_Document extract_

Nevada’s reputation as a mining-friendly jurisdiction was underscored by Nevada Copper’s advanced-stage Pumpkin Hollow project making legal progress when it gained an unusual distinction at the end of 2014 with the passage of a Land Bill under its auspices through the US Congress.

Located close to Yerington City, the Yerington Land Bill, passed into law by US President Barrack Obama in December 2014, would transfer about 4 200 ha held by the federal government – and administered by the US Bureau of Land Management (BLM) – to municipal title.

Within this land package were the project’s North and South deposits, which would be transferred to Nevada Copper once the title acquisition between the City of Yerington and BLM had been completed. A target date had been estimated for the third quarter this year.

Nevada Copper president and CEO Giulio Bonifacio in a recent interview with Mining Weekly Online stressed that the Bill had secured bilateral support from both Republicans and Democrats. “It was a big win for us. To get a Bill passed through Congress – well, you’ll know what that represents if you follow US politics.”

He also noted that transference of the land in this manner would save Nevada Copper at least three years, compared with the company seeking permitting on federally held territory.

INTEGRATED EFFORT

Pumpkin Hollow comprised two main development areas – the underground East deposit, and the North and South deposits that would be mined as openpits. The company’s IFS, which was released in late May and filed with regulatory authorities on July 9, estimated a mine life of 23 years, with a production ramp-up targeted for 2018.

The company used a base case of $3.15/lb of copper, $1 200/oz of gold and $18/oz of silver, which reflected an integrated project with a $2.6-billion life-of-mine (LoM), after-tax net cash flow. Pumpkin Hollow would also have an after-tax internal rate of return of 15.5% with a 4.9-year payback.

LoM output had been estimated at 4.5-billion pounds, or 2.05-million tonnes of copper, 512 000 oz of gold and 15.6-million ounces of silver, in a quality copper concentrate. The IFS also outlined an average production rate of 275-million pounds copper a year for the operation’s first five years.

Once ramped up, the openpit would produce run-of-mine ore at an estimated 63 500 t/d, while the underground operation would produce 6 500 t/d, feeding a 70 000 t/d concentrator.

_Excerpted data_
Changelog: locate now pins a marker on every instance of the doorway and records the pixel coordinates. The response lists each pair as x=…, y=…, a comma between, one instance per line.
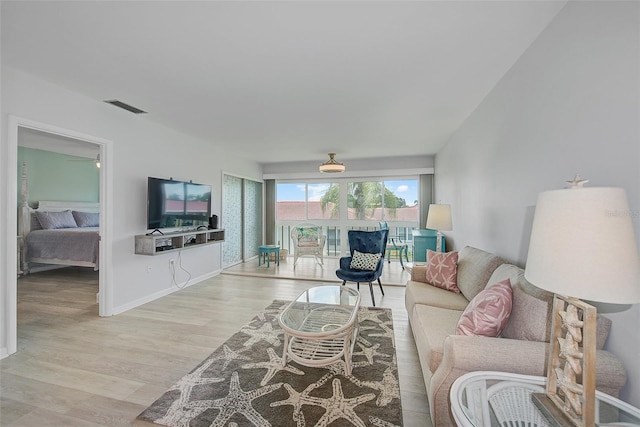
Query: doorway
x=17, y=125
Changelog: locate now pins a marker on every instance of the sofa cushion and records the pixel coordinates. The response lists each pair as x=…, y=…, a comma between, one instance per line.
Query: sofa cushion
x=530, y=318
x=531, y=312
x=442, y=268
x=474, y=269
x=423, y=293
x=435, y=324
x=488, y=312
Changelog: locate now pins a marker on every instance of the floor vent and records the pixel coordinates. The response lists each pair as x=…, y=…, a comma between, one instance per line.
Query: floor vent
x=124, y=106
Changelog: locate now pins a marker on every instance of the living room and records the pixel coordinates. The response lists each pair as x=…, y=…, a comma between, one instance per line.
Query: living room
x=568, y=104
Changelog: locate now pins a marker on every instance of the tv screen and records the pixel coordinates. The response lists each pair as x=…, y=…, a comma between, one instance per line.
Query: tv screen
x=172, y=204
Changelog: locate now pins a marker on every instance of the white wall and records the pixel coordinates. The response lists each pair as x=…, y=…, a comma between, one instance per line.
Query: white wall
x=569, y=105
x=140, y=148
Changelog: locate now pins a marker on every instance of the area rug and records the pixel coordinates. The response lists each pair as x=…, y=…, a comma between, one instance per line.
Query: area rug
x=243, y=382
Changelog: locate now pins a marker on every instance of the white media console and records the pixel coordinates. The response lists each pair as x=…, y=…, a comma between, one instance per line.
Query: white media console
x=156, y=244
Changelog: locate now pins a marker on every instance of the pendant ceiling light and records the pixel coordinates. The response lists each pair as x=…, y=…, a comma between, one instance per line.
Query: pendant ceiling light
x=331, y=166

_Request_
Reproduce everything in the Pumpkin Hollow text from "Nevada Copper president" down to "federally held territory.", swapping "bilateral" for "bipartisan". The records have no connection to the text about the Pumpkin Hollow project.

_Complete output_
Nevada Copper president and CEO Giulio Bonifacio in a recent interview with Mining Weekly Online stressed that the Bill had secured bipartisan support from both Republicans and Democrats. “It was a big win for us. To get a Bill passed through Congress – well, you’ll know what that represents if you follow US politics.”

He also noted that transference of the land in this manner would save Nevada Copper at least three years, compared with the company seeking permitting on federally held territory.